##### THE RECORDS #####
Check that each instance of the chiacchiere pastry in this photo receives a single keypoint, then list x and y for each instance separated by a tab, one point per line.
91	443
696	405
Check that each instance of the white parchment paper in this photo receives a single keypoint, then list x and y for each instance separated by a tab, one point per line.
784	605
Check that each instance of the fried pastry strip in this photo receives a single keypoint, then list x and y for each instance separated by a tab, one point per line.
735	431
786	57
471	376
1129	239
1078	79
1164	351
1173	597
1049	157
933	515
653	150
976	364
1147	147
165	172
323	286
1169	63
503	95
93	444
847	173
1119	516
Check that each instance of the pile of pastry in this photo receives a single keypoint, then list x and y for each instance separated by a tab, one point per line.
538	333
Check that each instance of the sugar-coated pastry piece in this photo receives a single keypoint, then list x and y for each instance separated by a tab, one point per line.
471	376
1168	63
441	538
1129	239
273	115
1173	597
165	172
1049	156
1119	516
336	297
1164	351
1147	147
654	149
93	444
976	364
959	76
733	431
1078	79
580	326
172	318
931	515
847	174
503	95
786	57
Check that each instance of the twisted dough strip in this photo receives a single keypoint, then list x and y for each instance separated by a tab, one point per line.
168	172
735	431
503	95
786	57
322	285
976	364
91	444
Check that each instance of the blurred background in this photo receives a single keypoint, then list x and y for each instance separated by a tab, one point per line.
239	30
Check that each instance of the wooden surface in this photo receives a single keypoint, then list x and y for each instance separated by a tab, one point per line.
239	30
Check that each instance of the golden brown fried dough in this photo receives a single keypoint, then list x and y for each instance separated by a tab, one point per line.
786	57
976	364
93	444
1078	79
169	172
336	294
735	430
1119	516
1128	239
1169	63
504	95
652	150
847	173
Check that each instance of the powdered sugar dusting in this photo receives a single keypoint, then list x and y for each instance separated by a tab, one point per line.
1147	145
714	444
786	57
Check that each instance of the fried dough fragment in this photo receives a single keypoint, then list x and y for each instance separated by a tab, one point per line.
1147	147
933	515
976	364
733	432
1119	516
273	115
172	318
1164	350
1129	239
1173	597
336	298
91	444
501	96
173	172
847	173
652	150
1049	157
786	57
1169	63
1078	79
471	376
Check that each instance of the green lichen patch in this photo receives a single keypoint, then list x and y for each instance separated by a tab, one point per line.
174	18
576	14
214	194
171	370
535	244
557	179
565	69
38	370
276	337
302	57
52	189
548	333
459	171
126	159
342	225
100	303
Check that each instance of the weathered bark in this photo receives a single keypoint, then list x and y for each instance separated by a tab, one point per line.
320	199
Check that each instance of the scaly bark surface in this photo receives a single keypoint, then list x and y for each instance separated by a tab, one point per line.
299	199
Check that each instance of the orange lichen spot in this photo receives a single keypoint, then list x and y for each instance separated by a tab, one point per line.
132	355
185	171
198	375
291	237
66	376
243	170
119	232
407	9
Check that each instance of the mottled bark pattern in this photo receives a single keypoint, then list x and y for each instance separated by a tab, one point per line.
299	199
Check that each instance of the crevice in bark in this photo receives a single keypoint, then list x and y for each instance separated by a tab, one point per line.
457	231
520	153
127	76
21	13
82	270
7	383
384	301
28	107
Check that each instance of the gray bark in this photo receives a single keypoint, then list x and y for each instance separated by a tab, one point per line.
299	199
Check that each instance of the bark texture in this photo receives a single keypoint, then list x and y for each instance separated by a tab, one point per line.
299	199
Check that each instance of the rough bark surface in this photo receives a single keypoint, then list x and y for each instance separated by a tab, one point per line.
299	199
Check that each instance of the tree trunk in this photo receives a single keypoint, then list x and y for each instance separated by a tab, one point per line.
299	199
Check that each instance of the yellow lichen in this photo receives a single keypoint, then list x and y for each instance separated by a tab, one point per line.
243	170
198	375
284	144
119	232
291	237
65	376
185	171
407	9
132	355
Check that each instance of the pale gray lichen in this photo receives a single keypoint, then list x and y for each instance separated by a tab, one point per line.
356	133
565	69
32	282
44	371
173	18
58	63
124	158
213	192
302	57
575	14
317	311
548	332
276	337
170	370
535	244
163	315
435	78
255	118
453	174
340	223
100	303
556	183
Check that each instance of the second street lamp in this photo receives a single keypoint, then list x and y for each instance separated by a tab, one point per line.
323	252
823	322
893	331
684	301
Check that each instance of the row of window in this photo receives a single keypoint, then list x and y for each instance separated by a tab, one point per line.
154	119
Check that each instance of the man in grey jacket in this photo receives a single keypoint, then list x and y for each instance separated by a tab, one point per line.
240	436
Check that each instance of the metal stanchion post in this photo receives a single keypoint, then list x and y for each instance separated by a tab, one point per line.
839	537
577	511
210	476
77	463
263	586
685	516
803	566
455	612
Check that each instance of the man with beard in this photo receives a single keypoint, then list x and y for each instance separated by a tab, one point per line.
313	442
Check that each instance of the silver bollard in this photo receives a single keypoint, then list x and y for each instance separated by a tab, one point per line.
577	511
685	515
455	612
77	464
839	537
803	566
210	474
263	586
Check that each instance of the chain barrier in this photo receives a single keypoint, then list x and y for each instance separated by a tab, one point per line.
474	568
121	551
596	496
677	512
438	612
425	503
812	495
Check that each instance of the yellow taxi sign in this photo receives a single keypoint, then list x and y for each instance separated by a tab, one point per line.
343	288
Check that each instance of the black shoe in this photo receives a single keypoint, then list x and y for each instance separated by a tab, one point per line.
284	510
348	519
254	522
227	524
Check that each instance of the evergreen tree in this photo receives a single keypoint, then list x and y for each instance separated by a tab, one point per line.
#####
I'd like all of the entries written out again exactly as they appear above.

Check that each instance of the chiacchiere pastry in this photo receives a single keypoint, then list x and y for each instance separated by a tab, one point per line.
91	443
696	405
Check that each instance of the white parchment paper in this photo receives a single keypoint, then list x and y for each instance separated by a tab, one point per line.
784	605
Check that each instance of the fried pastry strip in this photo receives a single keypoint, then list x and y for each instance separated by a tab, one point per line.
735	431
786	57
471	376
1129	239
1078	79
1164	351
1173	597
1049	157
933	515
653	150
976	364
1147	147
165	172
323	286
1169	63
503	95
93	444
847	173
1119	516
Check that each instance of the pile of pastry in this photo receives a single keypoint, then list x and y for each instance separated by a tab, one point per line.
538	333
Check that each instance of the sugar-coated pastry piece in this photo receives a single keypoint, then list x and y for each instance separated by a tab, one point per line.
471	376
1168	63
441	538
1129	239
273	115
1173	597
165	172
1049	156
1119	516
336	297
1164	351
1147	147
654	149
93	444
976	364
959	76
733	431
1078	79
580	326
172	318
931	515
847	174
503	95
786	57
Check that each instance of the twisted dough strip in this photo receives a single keypoint, then list x and y for each instance separated by a tab, one point per line.
168	172
735	431
503	95
786	57
322	285
976	364
91	444
Check that each instance of the blurred background in this photo receives a single keypoint, then list x and y for each instance separated by a tab, one point per line.
239	30
Check that each instance of the wooden surface in this photo receives a single keypoint, then list x and y for each instance separated by a tab, one point per line.
239	30
Check that each instance of the golden brown fried dough in this photo receives a single keypoint, then list x and y for each instance separated by a tab, one point per line.
786	57
976	364
93	444
1078	79
169	172
336	294
735	430
1119	516
1128	239
1169	63
504	95
652	150
847	173
Check that each instance of the powdered sugar dusting in this photo receives a single keypoint, then list x and y for each instance separated by a tab, one point per line.
1147	145
714	444
786	57
Check that each instance of the fried dough fragment in this photo receives a single keypoint, then list x and y for each instance separated by a tab, one point per line.
1147	147
933	515
976	364
733	432
1119	516
273	115
172	318
1164	350
1129	239
1173	597
336	298
91	444
501	96
173	172
847	173
652	150
1049	157
786	57
1169	63
1078	79
471	376
Check that each instance of the green lichen patch in this photo receives a single keypoint, then list x and y for each instance separated by a tab, one point per line.
174	18
576	14
214	194
171	370
535	244
557	179
565	69
38	370
276	337
302	57
52	189
548	333
459	171
126	159
342	225
100	303
Check that each instance of the weathered bark in this photo receives a single keypoint, then list x and y for each instance separated by a tab, one point per line.
320	199
Check that each instance of the scaly bark surface in this photo receives a single keypoint, then list x and y for each instance separated by a tab, one point per line.
299	199
Check that each instance of the orange lichen spot in this photo receives a single keypoint, then list x and y for each instance separated by a tab, one point per line.
132	355
185	171
198	375
291	237
66	376
243	170
119	232
407	9
Check that each instance of the mottled bark pattern in this photo receives a single keypoint, then list x and y for each instance separated by a tab, one point per line.
299	199
Check that each instance of the crevice in bark in this photo receives a single keypoint, then list x and y for each instance separated by a tab, one point per line.
457	231
520	153
127	76
21	13
82	270
7	383
384	301
28	107
Check that each instance of the gray bark in this photo receives a single keypoint, then list x and y for each instance separated by a tab, one point per line.
299	199
Check that each instance of the bark texture in this photo receives a single keypoint, then list x and y for each instance separated by a tab, one point per line.
299	199
Check that each instance of the rough bark surface in this photo receives a single keypoint, then list x and y for each instance separated by a tab, one point per line.
299	199
Check that each instance of the tree trunk in this photo receives a single keypoint, then list x and y for each instance separated by a tab, one point per line.
299	199
Check that each instance of the yellow lichen in this photo receives a single keypoint, then list x and y for each instance separated by a tab, one point per line.
243	170
198	375
284	144
119	232
291	237
65	376
185	171
407	9
132	355
Check that each instance of the pale gray lichen in this photo receives a single keypoint, then list x and y for each instance separated by a tab, one point per line.
356	133
565	69
32	282
44	371
173	18
58	63
124	158
213	192
302	57
575	14
317	311
548	332
276	337
170	370
535	244
163	315
435	78
255	118
453	174
340	223
100	303
556	183
Check that each instance of the second street lamp in this photo receives a single keypoint, then list x and y for each instance separated by a tab, one point per line.
323	252
823	322
893	331
684	301
Check that each instance of the row of window in this photo receives a single keypoint, then list x and y for each instance separated by a tab, one point per line.
154	119
Check that each instance of the man in grey jacket in this photo receives a single keypoint, then list x and y for each instance separated by a tab, one point per line.
240	436
Check that each instance of the metal stanchion post in this photo receives a single keypoint, then list x and y for each instance separated by a tab, one point per line.
839	537
577	511
210	476
77	463
263	586
685	516
803	566
455	612
Check that each instance of the man with beard in this photo receives a single keypoint, then list x and y for each instance separated by a tab, one point per line.
313	442
Check that each instance of the silver bollard in this photo receives a single keypoint, then list x and y for each instance separated by a tab, one point per line.
577	511
685	515
455	612
77	464
839	537
803	566
210	474
263	586
Check that each instance of the chain barrier in this photo receives a single keypoint, then list x and y for each instance separated by a tab, one point per line.
474	568
121	551
596	496
677	512
438	612
425	503
812	495
Check that each instance of the yellow taxi sign in this photo receives a single keypoint, then list x and y for each instance separated by a tab, one point per line.
343	288
Check that each instance of the black shoe in this photo receives a single keypoint, then list x and y for each instance separated by a tab, one point per line.
284	510
348	519
254	522
227	524
Check that each instance of the evergreen tree in this photo receives a single keypoint, then list x and y for each instance separated by a tab, one point per line.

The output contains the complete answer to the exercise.